━━━━━ Dataset excerpts

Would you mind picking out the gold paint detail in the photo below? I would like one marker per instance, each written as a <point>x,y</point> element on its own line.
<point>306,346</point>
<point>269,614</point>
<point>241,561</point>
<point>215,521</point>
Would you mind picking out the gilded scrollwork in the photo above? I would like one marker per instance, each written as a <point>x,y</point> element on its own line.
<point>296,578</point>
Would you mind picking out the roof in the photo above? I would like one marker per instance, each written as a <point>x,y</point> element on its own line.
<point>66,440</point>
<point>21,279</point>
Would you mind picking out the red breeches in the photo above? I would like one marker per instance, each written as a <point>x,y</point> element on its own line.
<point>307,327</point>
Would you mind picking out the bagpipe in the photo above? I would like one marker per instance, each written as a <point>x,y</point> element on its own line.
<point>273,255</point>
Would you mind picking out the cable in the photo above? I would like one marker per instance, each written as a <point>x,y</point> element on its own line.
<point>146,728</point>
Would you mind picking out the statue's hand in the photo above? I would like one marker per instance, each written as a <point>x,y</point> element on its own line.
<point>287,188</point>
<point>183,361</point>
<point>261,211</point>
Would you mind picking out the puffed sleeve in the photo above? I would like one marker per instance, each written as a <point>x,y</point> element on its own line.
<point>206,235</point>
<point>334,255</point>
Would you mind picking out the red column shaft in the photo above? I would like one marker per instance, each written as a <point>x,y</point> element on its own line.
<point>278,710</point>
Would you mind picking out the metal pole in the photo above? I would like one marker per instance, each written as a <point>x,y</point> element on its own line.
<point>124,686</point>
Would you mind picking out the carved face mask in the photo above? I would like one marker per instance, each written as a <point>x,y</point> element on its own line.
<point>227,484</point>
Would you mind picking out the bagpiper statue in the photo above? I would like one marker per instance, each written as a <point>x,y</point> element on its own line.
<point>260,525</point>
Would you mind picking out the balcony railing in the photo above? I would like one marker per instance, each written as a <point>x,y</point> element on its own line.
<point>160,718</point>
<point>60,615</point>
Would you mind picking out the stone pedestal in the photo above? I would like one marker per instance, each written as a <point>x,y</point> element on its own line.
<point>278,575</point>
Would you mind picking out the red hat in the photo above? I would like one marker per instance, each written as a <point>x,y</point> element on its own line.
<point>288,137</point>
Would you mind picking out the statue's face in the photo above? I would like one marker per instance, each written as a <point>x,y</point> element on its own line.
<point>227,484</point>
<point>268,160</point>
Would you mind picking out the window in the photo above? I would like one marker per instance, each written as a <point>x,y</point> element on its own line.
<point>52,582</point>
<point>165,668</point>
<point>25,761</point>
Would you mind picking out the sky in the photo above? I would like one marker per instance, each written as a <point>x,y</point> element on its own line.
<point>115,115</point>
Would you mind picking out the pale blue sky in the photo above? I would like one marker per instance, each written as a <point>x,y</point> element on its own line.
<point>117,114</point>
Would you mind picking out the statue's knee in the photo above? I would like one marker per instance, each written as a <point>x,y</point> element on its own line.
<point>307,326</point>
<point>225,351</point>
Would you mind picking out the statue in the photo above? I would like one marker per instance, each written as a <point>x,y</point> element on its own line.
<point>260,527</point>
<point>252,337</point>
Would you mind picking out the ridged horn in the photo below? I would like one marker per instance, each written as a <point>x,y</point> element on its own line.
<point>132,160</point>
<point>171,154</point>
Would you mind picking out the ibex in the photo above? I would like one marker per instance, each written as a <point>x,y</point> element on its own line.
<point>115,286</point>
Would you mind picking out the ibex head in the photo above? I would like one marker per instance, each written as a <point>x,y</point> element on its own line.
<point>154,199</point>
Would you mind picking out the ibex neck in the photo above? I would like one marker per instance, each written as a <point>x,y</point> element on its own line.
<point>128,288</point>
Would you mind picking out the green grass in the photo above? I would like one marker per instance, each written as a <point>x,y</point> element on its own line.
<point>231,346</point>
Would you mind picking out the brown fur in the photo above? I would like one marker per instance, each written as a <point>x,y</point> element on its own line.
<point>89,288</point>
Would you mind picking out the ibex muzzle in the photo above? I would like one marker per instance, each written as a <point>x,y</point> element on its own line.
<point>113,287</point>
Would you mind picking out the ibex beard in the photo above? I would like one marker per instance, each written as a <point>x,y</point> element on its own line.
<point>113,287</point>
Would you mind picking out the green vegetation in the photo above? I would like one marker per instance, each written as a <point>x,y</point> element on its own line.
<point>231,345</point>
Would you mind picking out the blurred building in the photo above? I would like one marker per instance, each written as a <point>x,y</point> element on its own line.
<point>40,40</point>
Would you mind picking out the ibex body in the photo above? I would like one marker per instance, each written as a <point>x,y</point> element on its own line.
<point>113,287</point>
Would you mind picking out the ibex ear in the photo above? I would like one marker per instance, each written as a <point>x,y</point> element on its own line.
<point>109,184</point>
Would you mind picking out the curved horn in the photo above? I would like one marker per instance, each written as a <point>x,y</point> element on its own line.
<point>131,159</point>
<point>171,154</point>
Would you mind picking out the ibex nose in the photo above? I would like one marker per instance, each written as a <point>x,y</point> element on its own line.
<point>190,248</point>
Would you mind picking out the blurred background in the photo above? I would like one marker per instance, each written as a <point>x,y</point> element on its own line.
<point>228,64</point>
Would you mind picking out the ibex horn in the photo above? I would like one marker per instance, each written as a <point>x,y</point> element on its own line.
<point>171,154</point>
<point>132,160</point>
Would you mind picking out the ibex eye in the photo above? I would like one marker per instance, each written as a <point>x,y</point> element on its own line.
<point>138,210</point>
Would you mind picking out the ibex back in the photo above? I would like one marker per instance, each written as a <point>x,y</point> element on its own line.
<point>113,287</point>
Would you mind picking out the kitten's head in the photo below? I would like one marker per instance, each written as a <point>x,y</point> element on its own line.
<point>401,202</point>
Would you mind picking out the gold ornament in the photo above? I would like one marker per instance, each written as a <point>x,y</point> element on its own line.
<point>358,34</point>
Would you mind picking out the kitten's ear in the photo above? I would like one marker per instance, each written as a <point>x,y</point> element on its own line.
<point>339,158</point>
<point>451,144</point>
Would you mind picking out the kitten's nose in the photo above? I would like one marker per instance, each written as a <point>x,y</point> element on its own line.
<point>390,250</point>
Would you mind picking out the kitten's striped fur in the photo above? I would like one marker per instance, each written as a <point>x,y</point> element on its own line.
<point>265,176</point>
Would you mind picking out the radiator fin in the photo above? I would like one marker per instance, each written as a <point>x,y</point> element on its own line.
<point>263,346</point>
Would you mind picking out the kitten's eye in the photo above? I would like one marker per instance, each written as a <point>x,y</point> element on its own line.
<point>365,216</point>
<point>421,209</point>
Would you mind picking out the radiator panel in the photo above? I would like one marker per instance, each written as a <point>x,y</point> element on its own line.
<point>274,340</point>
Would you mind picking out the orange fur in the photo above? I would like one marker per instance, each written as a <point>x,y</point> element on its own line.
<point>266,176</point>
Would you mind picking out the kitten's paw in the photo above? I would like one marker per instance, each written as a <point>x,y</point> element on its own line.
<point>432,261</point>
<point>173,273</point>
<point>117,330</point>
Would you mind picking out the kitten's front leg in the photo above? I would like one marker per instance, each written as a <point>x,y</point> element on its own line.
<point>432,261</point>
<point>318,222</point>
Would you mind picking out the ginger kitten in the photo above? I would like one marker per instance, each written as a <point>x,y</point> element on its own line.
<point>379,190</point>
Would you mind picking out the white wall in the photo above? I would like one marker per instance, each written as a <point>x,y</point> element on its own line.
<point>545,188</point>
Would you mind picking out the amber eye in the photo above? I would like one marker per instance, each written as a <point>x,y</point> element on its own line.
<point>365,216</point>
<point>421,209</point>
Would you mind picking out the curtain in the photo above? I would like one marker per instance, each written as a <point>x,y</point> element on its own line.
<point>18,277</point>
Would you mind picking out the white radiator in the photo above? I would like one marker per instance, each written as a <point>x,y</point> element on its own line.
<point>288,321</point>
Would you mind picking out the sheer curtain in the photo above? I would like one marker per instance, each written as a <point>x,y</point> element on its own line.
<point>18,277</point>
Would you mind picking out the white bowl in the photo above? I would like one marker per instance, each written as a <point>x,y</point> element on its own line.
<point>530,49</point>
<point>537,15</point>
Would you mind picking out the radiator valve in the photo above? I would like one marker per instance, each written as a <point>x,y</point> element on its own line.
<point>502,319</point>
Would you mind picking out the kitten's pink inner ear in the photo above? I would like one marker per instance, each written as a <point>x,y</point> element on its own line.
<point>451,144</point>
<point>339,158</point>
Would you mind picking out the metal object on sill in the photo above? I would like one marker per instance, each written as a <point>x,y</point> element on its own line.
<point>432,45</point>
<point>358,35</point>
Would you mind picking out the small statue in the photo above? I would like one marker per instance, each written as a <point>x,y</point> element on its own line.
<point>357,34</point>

━━━━━━━━━━

Exercise description -
Starting from the line that contains "Would you mind picking out the sheer", give again every line to the last line of the data, exactly. Include nothing else.

Solution to this problem -
Would you mind picking out the sheer curtain in the photo above? I would like one marker per instance, each written as a <point>x,y</point> element on its own line.
<point>18,277</point>
Would you mind picking out the white bowl in the photo above? I would like one marker per instance, each written as a <point>x,y</point> element on its own line.
<point>530,49</point>
<point>537,15</point>
Would you mind picking out the radiator valve in the photo above? I would like one marker per instance, each written as a <point>x,y</point> element on its own line.
<point>502,319</point>
Would you mind picking out the kitten's pink inner ear in the photo above? I would like one marker per instance, each written as a <point>x,y</point> element on its own line.
<point>451,144</point>
<point>339,158</point>
Would you mind picking out the metal object on sill in the photo above? I would like one marker per instance, each written as a <point>x,y</point> element on its own line.
<point>432,45</point>
<point>358,35</point>
Would you mind picking out the small statue in the photo above? I would like one marker per instance, each written as a <point>x,y</point> element on its own line.
<point>357,34</point>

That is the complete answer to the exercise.